* [Kutipan Teks]:
Biografi Abdurrahman Wahid (Gus Dur) – Presiden Inspiratif Ikon Pluralisme Indonesia

Pada 30 Desember 2009 lalu, mantan presiden Indonesia yang satu ini meninggal dunia. Sekarang, di empat tahun sepeninggalannya, nama sang presiden masih terus mengabadi. Dedikasi yang diberikan pada negeri ini membuat ia mendapat predikat sebagai ikon pluralisme di Indonesia. Pemikirannya sederhana, la juga humoris. Selentingannya yang paling terkenal adalah: “Gitu aja kok repot”. Tentu saja langsung bisa ditebak, siapakah tokoh yang dimaksud tersebut, K.H. Abdurrahman Wahid.

K.H. Abdurrahman Wahid atau yang lebih sering dikenai dengan nama Gus Dur lahir pada 7 September  1940. Ia cucu pendiri organisasi Islam terbesar di Indonesia, Nahdlatul Ulama. Gus Dur lahir di Jombang, Jawa Timur dari pasangan Wahid Hasyim dan Solichah. Saat lahir, sebenarnya Gus Dur diberi nama Abdurrahman Ad-Dakhil. Ad-Dakhil sendiri mempunyai arti sang penakluk. Namun akhirnya, nama Ad Dakhil diganti dengan Wahid.

Gus Dur merupakan anak pertama dari enam bersaudara. Ia menghabiskan masa kecilnya di Jombang dan Jakarta. Ketika di Jombang, Gus Dur pernah tinggal bersama kakeknya, K.H. Hasyim Asyari. Dari kakeknya inilah ia belajar membaca Alqur'an dan di usianya yang baru menginjak lima tahun, Gus Dur sudah mahir membaca Alqur'an.

Gus Dur dan keluarganya pindah ke Jakarta pada tahun 1944, karena harus mengikuti ayahnya yang saat itu menjabat sebagai Ketua Partai Masyumi. Setelah Indonesia merdeka, Gus Dur kembali hidup di Jombang. Namun, empat tahun setelahnya, ia musti balik ke ibukota karena sang ayah terpilih sebagai Menteri Agama.

Gus Dur mengenyam bangku sekolah dasar di Jakarta, tepatnya di SD KRIS sebelum akhirnya pindah ke SD Matraman Perwari. Namun, di usianya tersebut Gus Dur harus merasakan kehilangan figur seorang ayah. Di usianya yang ketiga belas, ayahnya meninggal karena kecelakaan mobil.

* [Tugas yang Dikerjakan]:
Lanjutkan biografi Gus Dur di atas mulai dari sesudah kalimat terakhirnya.

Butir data
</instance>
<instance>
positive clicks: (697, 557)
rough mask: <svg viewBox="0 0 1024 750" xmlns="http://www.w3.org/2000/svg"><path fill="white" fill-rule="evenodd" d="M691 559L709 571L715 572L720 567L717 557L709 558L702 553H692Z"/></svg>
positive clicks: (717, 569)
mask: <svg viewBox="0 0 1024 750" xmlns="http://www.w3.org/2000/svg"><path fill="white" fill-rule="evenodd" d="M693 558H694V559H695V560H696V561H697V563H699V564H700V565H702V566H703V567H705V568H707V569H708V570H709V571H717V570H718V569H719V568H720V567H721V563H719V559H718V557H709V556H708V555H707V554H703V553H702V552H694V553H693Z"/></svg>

* [Jawaban Latihan]:
Setamat dari pendidikan dasar, Gus Dur melanjutkan sekolah menengah di Yogyakarta, la sekolah sambil mengaji di pesantren Ali Maksum, Krapyak. Setelah itu, Gus Dur melanjutkan sekolah di Pondok Tegalrejo, Magelang selama dua tahun. Lalu pada tahun 1959, ia kembali hidup di jombang dan melanjutkan pendidikannya di pesantren Tambak Beras, Jombang. Di kota kelahirannya inilah, masa depan Gus Dur mulai terlihat Di pesantren tersebut, Gus Dur pernah menjabat sebagai guru dan kepala sekolah.

Sejak kecil, Gus Dur gemar membaca. Bukan hanya buku, ia juga hobi membaca majalah, koran, dan lain- lain. Teman-temannya di pesantren Tambak Beras bahkan menjulukinya sebagai seorang kutu buku. Para santri tersebut sempat terheran-heran dengan kegemaran membaca yang dimiliki Gus Dur. Ada cerita menarik mengenai hal ini. Konon, sewaktu pertama kali Gus Dur tiba di pesantren, bukannya pakaian atau keperluan sehari-hari yang Gus Dur bawa, melainkan buku-buku. Hal ini membuat para santri terkesan. “Satu becak penuh buku yang dibawa. Rata-rata berbahasa Inggris.”

Selain buku, Gus Dur juga hobi membaca koran. Hampir setiap pagi koran menjadi bacaan wajibnya. Padahal, kebiasaan membaca koran di pesantren waktu itu masih terbilang jarang dilakukan. “Koran itu harus dibaca, jangan dilihat, kamu tahu apa?” kenang KH. Ilham menirukan gaya bicara Gus Dur. KH. Ilham adalah sahabat Gus Dur waktu di pesantren Tambak Beras.

Dari kedua jenis bacaan itu Gus Dur mempunyai wawasan dan pemikiran yang luas. Ia juga selalu dianggap murid yang otaknya paling encer dibanding teman-temannya. “Otaknya sangat encer. Dia sangat luar biasa,” KH. Ilham kembali memberikan pujian.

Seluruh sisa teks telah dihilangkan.